▸ **Your objective**:
Take the line containing "Please indicate the small" and all lines after it to the end of the records, and output them exactly.

▸ **Exercise materials**:
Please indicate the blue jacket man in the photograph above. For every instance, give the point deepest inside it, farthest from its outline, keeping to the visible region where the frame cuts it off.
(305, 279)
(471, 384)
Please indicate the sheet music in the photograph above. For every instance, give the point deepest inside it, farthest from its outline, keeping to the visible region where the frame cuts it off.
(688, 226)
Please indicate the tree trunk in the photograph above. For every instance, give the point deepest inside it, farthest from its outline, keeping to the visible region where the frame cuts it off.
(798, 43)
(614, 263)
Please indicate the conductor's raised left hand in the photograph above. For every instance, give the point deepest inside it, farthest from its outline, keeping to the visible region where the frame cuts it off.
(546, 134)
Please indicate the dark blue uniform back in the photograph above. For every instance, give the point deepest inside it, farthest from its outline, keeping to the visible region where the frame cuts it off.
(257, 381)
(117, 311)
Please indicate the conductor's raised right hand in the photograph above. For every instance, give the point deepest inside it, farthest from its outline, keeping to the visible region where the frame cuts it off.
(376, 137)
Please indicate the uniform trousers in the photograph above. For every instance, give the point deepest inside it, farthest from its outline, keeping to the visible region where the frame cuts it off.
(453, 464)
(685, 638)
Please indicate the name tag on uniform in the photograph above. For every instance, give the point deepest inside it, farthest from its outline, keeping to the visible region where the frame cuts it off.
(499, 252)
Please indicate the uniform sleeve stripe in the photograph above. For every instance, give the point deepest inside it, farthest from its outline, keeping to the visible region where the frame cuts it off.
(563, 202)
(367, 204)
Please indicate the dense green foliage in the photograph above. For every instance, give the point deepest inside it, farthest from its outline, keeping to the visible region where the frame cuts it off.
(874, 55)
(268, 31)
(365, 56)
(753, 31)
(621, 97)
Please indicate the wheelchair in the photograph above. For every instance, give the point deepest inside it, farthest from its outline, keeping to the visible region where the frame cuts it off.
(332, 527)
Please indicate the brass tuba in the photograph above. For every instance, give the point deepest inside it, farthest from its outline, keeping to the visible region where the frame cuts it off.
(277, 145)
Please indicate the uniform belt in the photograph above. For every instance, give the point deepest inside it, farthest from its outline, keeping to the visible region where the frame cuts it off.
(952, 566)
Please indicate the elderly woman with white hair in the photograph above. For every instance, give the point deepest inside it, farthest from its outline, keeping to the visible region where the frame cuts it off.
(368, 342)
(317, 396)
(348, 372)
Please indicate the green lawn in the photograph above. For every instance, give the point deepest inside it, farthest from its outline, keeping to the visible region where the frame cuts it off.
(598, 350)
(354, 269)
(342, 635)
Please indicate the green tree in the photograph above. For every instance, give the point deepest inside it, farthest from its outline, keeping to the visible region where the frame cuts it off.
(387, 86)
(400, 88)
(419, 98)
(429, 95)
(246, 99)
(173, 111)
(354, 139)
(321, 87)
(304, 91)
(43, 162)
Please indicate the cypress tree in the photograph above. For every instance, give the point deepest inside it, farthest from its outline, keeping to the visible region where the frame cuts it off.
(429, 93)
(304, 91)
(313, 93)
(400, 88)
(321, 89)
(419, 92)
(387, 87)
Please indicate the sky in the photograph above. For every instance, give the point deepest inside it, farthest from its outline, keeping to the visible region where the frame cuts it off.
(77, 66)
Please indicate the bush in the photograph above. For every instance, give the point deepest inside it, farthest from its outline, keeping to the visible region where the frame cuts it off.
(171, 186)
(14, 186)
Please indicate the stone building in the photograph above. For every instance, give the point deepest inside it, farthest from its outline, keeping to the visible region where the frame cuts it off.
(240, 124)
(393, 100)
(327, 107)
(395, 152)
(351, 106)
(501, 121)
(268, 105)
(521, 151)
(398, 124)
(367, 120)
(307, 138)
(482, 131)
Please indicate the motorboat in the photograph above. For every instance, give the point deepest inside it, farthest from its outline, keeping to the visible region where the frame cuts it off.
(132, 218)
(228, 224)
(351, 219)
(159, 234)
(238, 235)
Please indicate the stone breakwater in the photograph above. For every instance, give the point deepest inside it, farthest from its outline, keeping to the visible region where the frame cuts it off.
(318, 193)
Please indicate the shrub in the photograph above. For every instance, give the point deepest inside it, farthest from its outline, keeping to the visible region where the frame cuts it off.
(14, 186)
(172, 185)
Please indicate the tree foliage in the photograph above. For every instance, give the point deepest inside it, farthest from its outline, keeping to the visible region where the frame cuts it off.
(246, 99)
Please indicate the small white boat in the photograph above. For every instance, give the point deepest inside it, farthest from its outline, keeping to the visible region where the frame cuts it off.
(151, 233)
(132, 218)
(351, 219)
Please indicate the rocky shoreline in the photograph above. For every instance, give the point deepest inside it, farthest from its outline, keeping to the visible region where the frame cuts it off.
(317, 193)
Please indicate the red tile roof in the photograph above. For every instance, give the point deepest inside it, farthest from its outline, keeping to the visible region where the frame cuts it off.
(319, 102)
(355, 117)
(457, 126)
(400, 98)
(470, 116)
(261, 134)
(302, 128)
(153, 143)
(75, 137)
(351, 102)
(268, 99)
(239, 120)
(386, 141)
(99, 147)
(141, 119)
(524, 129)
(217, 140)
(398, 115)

▸ **The solution**:
Please indicate the small white boat in the photograph above. For every instance, give the point deepest inside it, farthest from its outline, keeping to the visible region where the frame cuts it off.
(151, 233)
(132, 218)
(351, 219)
Please indicate the rocky shoreline in the photograph above. For every instance, give the point deepest inside it, farthest from its outline, keeping to the visible region where the frame cuts it off.
(317, 193)
Please indicate the red tile roof in the photograph above. For every instance, give the point deepest inside it, farthest from its outline, keeping to the visible region where the frame cuts it off.
(319, 102)
(355, 117)
(457, 126)
(400, 98)
(470, 116)
(261, 134)
(302, 128)
(153, 143)
(75, 137)
(351, 102)
(268, 99)
(239, 120)
(386, 141)
(99, 147)
(141, 119)
(524, 129)
(217, 140)
(398, 115)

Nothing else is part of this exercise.